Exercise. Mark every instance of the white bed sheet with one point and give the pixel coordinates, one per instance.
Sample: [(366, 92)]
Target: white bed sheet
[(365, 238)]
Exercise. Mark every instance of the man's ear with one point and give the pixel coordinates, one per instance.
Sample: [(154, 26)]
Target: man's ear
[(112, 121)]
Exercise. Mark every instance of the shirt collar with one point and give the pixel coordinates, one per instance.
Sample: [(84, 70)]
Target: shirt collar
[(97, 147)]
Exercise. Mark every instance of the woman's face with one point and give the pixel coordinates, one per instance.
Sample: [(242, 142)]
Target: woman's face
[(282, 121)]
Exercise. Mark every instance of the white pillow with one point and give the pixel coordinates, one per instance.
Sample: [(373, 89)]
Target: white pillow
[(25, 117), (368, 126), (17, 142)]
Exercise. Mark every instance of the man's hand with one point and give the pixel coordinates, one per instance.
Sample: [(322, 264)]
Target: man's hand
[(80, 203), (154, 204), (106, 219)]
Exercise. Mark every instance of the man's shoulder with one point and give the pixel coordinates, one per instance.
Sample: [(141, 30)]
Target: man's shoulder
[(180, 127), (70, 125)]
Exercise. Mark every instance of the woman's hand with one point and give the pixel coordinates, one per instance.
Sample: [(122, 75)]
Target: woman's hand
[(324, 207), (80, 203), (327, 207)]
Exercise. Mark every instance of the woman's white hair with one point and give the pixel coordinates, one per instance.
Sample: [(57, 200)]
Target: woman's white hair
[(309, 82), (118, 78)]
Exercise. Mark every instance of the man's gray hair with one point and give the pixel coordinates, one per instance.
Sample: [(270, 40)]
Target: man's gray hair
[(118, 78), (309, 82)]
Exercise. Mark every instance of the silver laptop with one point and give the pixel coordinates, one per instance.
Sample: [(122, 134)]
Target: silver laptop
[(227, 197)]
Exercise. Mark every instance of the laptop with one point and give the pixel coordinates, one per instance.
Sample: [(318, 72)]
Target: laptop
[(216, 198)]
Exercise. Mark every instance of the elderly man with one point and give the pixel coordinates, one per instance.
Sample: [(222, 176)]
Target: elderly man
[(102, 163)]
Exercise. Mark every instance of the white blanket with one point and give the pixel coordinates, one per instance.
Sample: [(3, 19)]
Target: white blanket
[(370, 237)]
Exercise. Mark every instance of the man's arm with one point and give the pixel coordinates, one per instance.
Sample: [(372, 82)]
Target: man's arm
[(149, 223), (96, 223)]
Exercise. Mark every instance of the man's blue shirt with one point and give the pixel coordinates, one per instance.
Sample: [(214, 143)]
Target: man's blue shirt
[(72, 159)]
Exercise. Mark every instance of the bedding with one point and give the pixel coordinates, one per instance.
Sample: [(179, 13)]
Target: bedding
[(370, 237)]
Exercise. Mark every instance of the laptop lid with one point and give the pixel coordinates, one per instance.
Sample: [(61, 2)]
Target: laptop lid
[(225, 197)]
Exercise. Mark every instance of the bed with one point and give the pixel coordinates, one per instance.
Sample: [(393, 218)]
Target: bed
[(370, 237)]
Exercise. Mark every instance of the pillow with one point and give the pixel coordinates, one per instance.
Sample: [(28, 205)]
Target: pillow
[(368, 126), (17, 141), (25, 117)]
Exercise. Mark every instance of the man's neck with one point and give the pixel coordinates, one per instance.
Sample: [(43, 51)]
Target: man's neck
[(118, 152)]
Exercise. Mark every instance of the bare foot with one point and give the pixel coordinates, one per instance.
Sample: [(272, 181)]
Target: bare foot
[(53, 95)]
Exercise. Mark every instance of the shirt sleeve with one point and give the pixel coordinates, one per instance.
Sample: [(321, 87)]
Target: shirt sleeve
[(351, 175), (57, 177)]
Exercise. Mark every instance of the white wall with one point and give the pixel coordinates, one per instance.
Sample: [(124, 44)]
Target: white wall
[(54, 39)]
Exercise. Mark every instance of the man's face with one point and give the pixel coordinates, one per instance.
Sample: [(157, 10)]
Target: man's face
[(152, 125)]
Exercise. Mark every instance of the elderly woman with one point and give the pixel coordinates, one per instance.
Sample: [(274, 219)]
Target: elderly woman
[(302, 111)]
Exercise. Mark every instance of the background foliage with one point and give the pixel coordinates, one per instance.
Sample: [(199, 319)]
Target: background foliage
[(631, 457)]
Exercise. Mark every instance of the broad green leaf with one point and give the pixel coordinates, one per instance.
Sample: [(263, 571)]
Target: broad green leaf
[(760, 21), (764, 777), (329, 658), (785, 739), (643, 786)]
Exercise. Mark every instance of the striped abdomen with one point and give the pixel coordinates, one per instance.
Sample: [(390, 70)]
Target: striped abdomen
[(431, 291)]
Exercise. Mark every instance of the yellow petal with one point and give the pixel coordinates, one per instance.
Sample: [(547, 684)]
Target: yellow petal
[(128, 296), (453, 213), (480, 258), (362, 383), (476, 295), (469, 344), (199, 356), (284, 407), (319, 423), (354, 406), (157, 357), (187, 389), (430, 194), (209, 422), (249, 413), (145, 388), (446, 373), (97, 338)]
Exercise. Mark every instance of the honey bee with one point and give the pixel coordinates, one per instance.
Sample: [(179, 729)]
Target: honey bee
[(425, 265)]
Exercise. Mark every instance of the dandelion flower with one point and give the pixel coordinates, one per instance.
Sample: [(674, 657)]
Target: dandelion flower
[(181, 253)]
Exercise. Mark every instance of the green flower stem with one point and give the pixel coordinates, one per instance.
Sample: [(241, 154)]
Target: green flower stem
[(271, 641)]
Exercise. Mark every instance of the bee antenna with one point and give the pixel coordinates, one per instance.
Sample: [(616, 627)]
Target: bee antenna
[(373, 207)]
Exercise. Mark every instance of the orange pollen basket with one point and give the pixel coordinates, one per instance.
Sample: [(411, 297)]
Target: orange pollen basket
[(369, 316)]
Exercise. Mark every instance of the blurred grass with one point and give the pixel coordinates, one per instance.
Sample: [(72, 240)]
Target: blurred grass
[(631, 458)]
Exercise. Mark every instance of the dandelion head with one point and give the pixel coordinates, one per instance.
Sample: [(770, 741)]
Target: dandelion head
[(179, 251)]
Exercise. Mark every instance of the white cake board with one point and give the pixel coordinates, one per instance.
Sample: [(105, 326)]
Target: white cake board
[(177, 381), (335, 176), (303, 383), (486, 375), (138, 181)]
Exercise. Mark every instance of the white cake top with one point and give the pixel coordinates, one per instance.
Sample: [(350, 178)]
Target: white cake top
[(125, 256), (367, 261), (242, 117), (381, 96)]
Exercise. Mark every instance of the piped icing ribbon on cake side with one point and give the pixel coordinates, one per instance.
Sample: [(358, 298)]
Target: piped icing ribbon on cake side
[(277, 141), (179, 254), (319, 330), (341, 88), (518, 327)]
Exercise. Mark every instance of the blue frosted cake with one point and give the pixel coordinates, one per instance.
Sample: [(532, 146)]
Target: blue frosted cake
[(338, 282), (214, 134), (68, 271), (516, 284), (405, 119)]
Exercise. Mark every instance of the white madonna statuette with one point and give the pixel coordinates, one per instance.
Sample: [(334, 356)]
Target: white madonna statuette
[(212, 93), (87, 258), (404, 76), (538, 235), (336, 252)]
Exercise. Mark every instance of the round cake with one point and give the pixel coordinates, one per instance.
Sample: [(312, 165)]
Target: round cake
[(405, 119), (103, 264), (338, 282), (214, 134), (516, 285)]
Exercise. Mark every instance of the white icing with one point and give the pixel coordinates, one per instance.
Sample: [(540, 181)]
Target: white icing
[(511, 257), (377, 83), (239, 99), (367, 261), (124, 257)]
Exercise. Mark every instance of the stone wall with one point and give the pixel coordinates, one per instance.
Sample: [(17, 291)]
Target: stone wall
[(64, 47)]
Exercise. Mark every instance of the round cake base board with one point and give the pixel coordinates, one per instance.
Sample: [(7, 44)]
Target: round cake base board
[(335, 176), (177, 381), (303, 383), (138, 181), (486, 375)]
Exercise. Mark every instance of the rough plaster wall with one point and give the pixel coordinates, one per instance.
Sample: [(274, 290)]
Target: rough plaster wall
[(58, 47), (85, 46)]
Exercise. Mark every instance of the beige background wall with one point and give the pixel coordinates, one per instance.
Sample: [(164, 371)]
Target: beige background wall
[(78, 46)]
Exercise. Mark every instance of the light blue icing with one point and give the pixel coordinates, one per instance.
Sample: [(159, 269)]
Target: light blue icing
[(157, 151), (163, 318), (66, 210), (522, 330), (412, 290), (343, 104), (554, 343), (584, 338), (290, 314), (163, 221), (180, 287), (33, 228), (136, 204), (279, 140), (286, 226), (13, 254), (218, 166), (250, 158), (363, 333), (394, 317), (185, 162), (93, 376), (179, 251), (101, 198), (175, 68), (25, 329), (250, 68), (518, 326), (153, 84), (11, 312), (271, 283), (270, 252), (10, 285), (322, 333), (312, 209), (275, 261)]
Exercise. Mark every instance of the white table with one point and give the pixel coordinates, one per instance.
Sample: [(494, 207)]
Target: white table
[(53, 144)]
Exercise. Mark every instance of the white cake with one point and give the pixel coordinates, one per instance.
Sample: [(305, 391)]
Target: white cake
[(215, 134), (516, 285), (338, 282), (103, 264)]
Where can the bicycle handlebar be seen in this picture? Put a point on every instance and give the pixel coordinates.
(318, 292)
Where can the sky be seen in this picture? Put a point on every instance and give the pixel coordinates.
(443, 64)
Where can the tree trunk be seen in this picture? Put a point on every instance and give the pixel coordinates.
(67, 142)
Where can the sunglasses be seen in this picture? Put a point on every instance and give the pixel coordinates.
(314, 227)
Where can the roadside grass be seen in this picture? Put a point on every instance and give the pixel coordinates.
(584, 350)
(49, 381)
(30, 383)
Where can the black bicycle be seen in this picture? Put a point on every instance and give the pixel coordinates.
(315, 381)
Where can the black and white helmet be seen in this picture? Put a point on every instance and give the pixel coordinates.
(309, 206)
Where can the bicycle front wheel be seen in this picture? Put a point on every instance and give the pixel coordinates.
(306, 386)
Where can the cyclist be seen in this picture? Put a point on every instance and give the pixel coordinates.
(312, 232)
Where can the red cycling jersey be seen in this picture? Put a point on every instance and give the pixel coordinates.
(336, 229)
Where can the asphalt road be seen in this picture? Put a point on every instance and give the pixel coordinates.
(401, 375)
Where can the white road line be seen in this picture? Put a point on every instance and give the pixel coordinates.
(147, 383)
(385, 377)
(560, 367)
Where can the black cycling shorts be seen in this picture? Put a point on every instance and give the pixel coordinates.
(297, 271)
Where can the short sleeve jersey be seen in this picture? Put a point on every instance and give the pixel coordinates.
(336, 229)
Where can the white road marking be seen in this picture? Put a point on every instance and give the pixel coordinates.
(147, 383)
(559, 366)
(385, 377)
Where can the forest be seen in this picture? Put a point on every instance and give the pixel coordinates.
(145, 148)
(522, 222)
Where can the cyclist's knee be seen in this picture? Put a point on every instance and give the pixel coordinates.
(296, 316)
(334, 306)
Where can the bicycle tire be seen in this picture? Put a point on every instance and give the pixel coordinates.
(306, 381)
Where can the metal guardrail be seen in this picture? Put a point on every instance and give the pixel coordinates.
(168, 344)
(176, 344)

────────────────────────────────────────

Work to be completed> Give only the lines from the one holding "Sample: [(322, 264)]" through the one holding "Sample: [(122, 75)]", each restated exactly as it appears above.

Worked solution>
Sample: [(322, 264)]
Target: man's hand
[(80, 203), (154, 204), (106, 219)]
Exercise. Mark every instance of the man's shoulder with one point and give the pixel coordinates, one per instance.
Sample: [(141, 30)]
Target: man's shoulder
[(180, 127), (70, 125)]
Exercise. Mark every instance of the woman's hand with one point and give the pixel coordinates, one per instance.
Sample: [(122, 75)]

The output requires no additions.